[YOUR OBJECTIVE] From the first line of the entries down to the line with "Target: built in refrigerator", write out every line exactly; that last line counts, but pictures do not.

[Stored data entries]
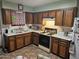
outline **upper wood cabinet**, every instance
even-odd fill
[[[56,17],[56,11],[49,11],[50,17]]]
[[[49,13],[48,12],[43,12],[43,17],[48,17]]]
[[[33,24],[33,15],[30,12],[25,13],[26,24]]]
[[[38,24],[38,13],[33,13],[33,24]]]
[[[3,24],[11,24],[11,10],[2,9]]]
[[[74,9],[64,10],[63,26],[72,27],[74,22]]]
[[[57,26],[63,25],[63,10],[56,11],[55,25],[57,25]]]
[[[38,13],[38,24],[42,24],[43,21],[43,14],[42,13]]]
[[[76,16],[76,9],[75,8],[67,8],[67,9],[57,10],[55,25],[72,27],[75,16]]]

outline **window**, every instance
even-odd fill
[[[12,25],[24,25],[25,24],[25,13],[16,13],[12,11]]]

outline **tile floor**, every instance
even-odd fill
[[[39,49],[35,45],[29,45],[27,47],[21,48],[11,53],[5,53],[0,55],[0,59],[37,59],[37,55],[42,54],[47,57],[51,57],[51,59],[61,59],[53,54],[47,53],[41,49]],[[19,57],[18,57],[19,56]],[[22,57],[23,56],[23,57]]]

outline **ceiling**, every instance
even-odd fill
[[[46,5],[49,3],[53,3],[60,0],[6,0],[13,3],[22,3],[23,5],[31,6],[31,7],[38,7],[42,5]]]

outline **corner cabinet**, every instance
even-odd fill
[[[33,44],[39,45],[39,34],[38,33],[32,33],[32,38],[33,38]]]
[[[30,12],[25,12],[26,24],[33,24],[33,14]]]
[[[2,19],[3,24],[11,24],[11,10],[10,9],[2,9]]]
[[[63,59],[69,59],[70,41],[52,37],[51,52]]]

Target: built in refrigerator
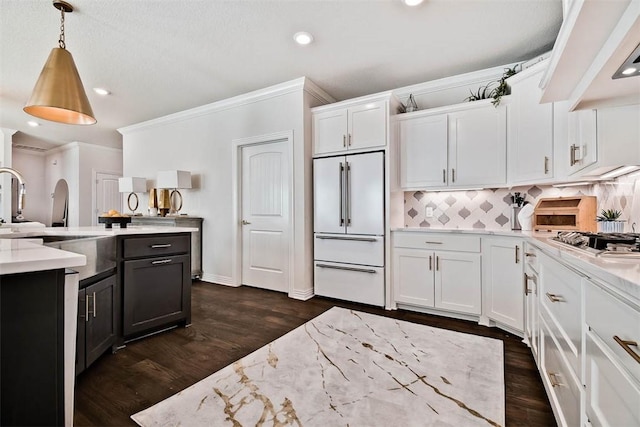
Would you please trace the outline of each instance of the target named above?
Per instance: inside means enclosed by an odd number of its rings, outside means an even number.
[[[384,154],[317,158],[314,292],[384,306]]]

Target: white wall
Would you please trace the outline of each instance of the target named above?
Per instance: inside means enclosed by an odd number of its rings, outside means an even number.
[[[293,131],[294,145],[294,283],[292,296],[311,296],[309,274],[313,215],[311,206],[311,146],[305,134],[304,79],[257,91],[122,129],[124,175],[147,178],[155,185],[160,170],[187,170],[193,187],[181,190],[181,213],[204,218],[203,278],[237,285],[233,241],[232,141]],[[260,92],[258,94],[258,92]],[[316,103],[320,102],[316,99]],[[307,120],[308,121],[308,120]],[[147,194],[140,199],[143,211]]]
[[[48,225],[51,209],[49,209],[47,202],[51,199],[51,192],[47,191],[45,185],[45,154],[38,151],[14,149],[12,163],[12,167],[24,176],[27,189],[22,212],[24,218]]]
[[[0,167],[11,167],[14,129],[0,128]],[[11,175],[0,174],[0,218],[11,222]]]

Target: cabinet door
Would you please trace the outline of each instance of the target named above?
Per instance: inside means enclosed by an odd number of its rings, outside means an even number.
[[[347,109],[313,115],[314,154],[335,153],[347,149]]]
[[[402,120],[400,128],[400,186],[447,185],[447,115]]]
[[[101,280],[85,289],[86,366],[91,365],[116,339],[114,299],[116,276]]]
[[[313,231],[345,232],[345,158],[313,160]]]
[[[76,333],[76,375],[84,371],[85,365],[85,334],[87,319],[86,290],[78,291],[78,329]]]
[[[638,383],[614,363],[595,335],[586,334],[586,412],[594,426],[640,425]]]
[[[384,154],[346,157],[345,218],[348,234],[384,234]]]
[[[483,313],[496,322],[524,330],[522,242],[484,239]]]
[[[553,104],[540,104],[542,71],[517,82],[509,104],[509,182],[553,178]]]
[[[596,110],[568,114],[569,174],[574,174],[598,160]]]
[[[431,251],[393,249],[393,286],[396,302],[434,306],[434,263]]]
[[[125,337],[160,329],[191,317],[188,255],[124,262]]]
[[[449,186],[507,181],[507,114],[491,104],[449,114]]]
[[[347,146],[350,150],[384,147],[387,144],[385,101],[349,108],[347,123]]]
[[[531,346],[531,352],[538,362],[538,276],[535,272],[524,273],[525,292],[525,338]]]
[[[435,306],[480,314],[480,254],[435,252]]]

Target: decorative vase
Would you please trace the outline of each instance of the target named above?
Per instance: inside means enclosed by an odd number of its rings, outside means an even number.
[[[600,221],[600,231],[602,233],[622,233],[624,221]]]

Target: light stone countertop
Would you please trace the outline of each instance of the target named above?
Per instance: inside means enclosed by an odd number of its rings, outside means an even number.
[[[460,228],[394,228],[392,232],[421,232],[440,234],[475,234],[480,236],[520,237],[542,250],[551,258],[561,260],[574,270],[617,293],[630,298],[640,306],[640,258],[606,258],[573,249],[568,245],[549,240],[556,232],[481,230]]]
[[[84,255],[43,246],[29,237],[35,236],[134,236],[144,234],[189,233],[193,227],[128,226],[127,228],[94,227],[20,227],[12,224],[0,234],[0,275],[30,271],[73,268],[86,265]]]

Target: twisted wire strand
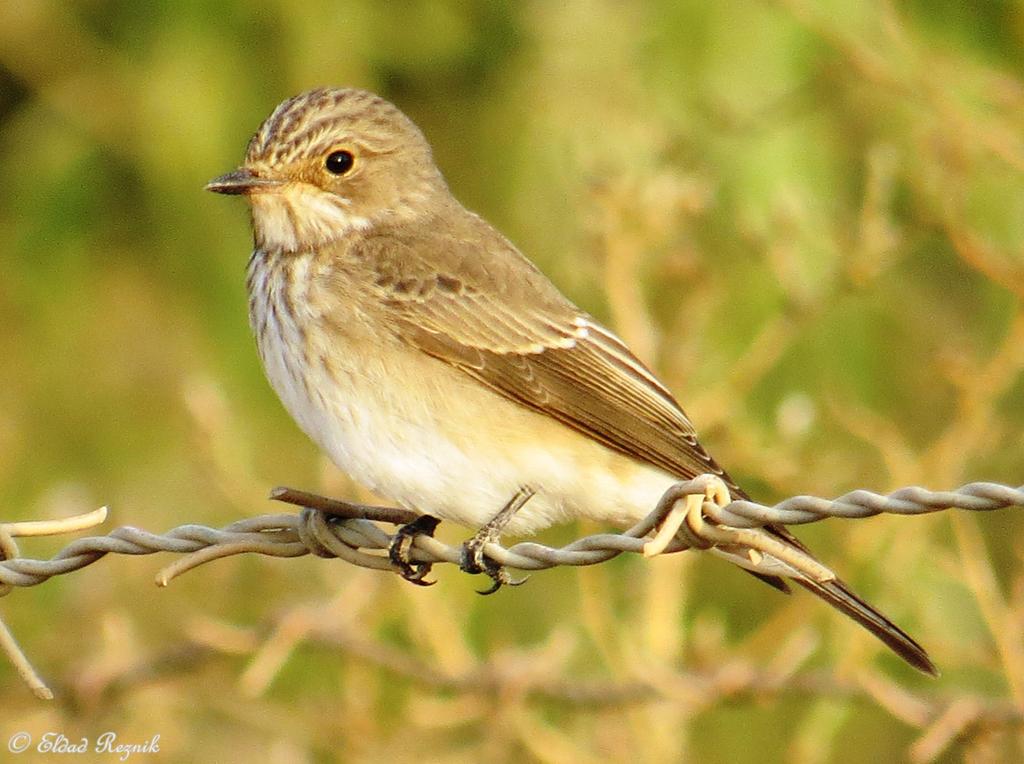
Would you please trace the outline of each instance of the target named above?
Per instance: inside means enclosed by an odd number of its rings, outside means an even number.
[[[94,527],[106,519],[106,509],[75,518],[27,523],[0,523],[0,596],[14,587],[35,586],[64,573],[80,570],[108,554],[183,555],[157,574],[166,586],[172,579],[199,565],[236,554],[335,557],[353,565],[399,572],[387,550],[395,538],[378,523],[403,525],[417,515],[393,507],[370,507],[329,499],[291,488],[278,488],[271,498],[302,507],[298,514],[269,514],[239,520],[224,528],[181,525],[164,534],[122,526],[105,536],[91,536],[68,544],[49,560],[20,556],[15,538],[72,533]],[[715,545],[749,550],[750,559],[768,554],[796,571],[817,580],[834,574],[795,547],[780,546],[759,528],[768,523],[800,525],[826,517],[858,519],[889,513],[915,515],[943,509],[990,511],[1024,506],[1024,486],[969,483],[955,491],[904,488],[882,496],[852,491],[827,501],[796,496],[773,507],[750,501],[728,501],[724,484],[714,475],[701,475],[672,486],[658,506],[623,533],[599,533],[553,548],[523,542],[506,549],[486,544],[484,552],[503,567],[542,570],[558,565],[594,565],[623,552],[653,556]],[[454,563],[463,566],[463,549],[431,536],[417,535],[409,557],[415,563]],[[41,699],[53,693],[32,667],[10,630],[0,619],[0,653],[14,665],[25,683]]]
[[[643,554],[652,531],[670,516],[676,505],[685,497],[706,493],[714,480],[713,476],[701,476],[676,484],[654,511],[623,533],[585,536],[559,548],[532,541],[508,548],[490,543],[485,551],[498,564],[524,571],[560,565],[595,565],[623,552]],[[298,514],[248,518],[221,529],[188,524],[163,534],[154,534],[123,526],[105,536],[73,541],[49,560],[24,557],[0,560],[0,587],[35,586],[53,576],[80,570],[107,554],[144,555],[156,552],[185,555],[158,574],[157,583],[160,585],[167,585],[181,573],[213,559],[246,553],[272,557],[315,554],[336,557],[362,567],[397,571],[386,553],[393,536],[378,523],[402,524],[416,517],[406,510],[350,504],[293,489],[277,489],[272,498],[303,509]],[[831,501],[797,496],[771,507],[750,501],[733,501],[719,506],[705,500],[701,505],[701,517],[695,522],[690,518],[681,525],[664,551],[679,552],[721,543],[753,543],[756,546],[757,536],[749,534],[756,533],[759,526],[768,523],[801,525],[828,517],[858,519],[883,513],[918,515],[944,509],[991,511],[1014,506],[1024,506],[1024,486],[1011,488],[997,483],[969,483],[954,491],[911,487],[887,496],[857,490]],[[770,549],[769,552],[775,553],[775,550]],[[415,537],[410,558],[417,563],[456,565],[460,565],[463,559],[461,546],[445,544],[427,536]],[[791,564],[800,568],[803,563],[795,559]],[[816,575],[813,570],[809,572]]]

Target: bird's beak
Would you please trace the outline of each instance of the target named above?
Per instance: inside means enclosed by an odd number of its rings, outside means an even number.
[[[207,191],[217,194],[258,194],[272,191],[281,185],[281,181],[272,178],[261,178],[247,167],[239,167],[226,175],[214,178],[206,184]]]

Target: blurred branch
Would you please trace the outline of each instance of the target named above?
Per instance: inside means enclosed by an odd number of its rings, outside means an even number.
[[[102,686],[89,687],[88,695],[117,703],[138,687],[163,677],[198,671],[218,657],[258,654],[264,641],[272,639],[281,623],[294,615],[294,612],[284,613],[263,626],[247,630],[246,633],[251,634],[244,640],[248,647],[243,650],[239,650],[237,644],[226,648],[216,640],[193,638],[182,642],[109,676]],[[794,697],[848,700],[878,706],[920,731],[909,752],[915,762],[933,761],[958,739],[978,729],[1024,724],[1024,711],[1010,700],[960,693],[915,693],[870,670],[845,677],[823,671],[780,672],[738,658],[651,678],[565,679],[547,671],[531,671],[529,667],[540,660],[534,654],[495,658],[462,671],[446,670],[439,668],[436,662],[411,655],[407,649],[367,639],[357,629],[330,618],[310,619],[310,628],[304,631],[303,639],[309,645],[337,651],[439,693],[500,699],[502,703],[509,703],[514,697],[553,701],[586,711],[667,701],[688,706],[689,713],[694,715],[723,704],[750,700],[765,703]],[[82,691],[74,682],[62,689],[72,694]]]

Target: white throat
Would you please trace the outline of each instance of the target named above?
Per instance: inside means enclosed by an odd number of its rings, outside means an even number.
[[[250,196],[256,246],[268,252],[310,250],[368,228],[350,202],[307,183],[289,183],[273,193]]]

[EXERCISE SOLUTION]
outline **upper wood cabinet**, every instance
even-odd fill
[[[56,17],[56,11],[49,11],[50,17]]]
[[[49,13],[48,12],[43,12],[43,17],[48,17]]]
[[[33,24],[33,15],[30,12],[25,13],[26,24]]]
[[[38,24],[38,13],[33,13],[33,24]]]
[[[3,24],[11,24],[11,10],[2,9]]]
[[[74,9],[64,10],[63,26],[72,27],[74,22]]]
[[[57,26],[63,25],[63,10],[56,11],[55,25],[57,25]]]
[[[38,13],[38,24],[42,24],[43,21],[43,14],[42,13]]]
[[[76,16],[76,9],[75,8],[67,8],[67,9],[57,10],[55,25],[72,27],[75,16]]]

outline **window**, every instance
even-odd fill
[[[12,25],[24,25],[25,24],[25,13],[16,13],[12,11]]]

outline **tile floor**, every instance
even-odd fill
[[[39,49],[35,45],[29,45],[27,47],[21,48],[11,53],[5,53],[0,55],[0,59],[37,59],[37,55],[42,54],[47,57],[51,57],[51,59],[61,59],[53,54],[47,53],[41,49]],[[19,57],[18,57],[19,56]],[[22,57],[23,56],[23,57]]]

outline **ceiling**, every instance
even-odd fill
[[[46,5],[49,3],[53,3],[60,0],[6,0],[13,3],[22,3],[23,5],[31,6],[31,7],[38,7],[42,5]]]

outline **corner cabinet**, every instance
even-odd fill
[[[33,44],[39,45],[39,34],[38,33],[32,33],[32,38],[33,38]]]
[[[30,12],[25,12],[26,24],[33,24],[33,14]]]
[[[2,19],[3,24],[11,24],[11,10],[10,9],[2,9]]]
[[[63,59],[69,59],[70,41],[52,37],[51,52]]]

Target: built in refrigerator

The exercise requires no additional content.